AUSGANGSTEXT:
##########
Hafen und Strand von Schaprode bleiben zu meiner Rechten zurück und ich arbeite mich auf Seehof vor, dem Eingang zum Wieker Bodden. Fähren und Fahrgastschiffe durchqueren die schmale Fahrrinne zwischen Hiddensee und Festland. Nach „Stolper Haken“ eröffnet sich der Blick auf den Leuchtturm von Kloster (Hiddensee) am Bakenberg. Ein Fischer kontrolliert seine Reusen. Schnell ist er von einer Schaar Möwen umringt, die ihren Anteil am Fang fordern. Der Blick nach Backbord gestattet die Sicht auf den Yachthafen von Vitte (Hiddensee).
Am steinigen Ufer von Seehof möchte ich eine Pause einlegen. Früher gab es hier einen Caravanplatz, doch jetzt ist kein Campingmobil zu sehen. Schneller als ich das Wort „Aussteigen“ aussprechen kann, kommt eine Frau auf einem Rasentraktor angedüst. „Dies ist Privatbesitz und Aussteigen ist verboten!“, verkündet sie gebieterisch. Anscheinend handelt es sich um die Eigentümerin. „Es wird immer nur Müll hinterlassen“, begründet sie ihren verbalen Ausbruch und fügt hinzu: „Kajakfahrer sind sowieso die Schlimmsten.“ Argumentieren – aussichtslos. Am Ufer sind Schilder mit der Aufschrift „Vorsicht! Bissiger Hund“ aufgestellt. Sie hätten auch „Vorsicht! Bissige Besitzerin“ lauten können. Ich verlasse diesen unfreundlichen Ort steuere auf den „Bug“ zu.
##########
AUFGABEN:
1) Übertrage den Satz „Ein Fischer kontrolliert seine Reusen.“ aus dem Ausgangstext ins Englische.
2) Gib sämtliche Zeilen der Einträge unten als nummerierte Liste wieder und lass dabei Leerzeilen weg. Die Bilder gehören nicht in die Antwort.
##########
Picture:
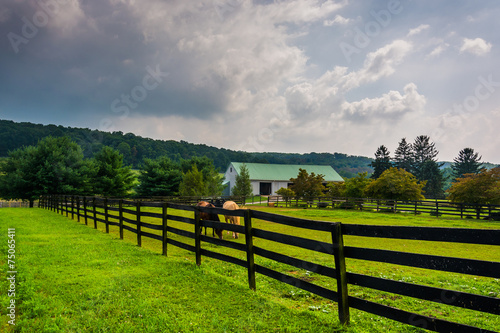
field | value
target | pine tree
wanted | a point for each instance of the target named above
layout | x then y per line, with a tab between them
243	186
382	161
159	177
192	183
403	158
466	162
423	150
112	178
426	168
##########
LÖSUNGEN:
1) A fisherman checks his fish traps.

2)
1. Picture:
2. field | value
3. target | pine tree
4. wanted | a point for each instance of the target named above
5. layout | x then y per line, with a tab between them
6. 243	186
7. 382	161
8. 159	177
9. 192	183
10. 403	158
11. 466	162
12. 423	150
13. 112	178
14. 426	168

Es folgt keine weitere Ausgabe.